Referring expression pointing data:
-------------------------
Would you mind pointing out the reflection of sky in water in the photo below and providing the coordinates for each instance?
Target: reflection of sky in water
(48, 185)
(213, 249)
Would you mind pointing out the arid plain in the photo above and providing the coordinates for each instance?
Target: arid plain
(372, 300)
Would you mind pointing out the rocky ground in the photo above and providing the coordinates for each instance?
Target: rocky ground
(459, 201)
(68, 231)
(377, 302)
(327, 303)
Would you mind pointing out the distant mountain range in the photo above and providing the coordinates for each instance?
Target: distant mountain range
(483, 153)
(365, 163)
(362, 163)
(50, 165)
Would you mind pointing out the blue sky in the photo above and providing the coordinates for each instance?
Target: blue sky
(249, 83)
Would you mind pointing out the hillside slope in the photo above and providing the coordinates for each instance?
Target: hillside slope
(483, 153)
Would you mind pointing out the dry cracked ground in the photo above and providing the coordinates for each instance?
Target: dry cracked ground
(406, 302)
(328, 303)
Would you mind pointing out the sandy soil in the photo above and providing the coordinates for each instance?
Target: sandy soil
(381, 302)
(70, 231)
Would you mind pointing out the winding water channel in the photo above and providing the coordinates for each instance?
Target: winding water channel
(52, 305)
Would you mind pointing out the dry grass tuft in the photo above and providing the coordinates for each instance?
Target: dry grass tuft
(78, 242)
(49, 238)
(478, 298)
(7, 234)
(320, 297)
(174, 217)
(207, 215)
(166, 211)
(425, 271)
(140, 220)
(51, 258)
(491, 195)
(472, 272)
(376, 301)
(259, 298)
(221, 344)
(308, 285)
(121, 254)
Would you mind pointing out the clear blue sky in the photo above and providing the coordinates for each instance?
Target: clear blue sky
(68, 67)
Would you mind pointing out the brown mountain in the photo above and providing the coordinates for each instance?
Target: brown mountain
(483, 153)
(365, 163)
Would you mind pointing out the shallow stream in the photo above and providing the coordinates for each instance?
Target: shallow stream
-------------------------
— Your goal —
The entries above must be returned in full, exactly as shown.

— Answer space —
Would you mind pointing out the reflection of sky in water in the photo below and providing the coordinates for each instance?
Target: reflection of sky in water
(48, 185)
(213, 249)
Would you mind pointing out the arid plain in the photo above and providing the coordinates for each instance?
Target: arid plain
(372, 300)
Would you mind pointing out the rocky ground in the photo above and providing the coordinates for each instance?
Target: rocky ground
(459, 201)
(68, 231)
(377, 302)
(327, 303)
Would you mind pointing out the distant mountain range in the photo above and providing the coordinates for each instance?
Target: distant mountain range
(483, 153)
(365, 163)
(362, 163)
(50, 165)
Would you mind pointing out the blue sky in the photo above and providing the coordinates for each instance?
Target: blue sky
(249, 83)
Would you mind pointing out the hillside slope in the photo above and providing the coordinates for each instance?
Target: hillside slope
(483, 153)
Would you mind pointing out the dry cracked ground in the photo above and providing the coordinates for each instance?
Target: dry cracked ground
(406, 302)
(328, 303)
Would you mind pointing out the sandy soil in the photo above and providing the coordinates for each instance?
Target: sandy soil
(381, 302)
(70, 231)
Would you mind pointing out the winding water channel in the photo above and providing the coordinates for each instance?
Target: winding water channel
(52, 305)
Would you mind pointing out the dry grass tuft in the photo above and providing the coordinates for each instance?
Target: dry grass tuft
(78, 242)
(49, 238)
(478, 298)
(7, 234)
(320, 297)
(174, 217)
(207, 215)
(166, 211)
(425, 271)
(140, 220)
(51, 258)
(491, 195)
(472, 272)
(376, 301)
(259, 298)
(221, 344)
(308, 285)
(121, 254)
Would you mind pointing out the clear blue sky in the photo above and providing the coordinates for each instance?
Target: clear blue sky
(68, 67)
Would you mind pointing out the brown mountain in the photo above and providing the coordinates for each instance?
Target: brown mountain
(483, 153)
(365, 163)
Would you mind pointing out the shallow stream in the photo above and providing the coordinates for each instance?
Target: shallow stream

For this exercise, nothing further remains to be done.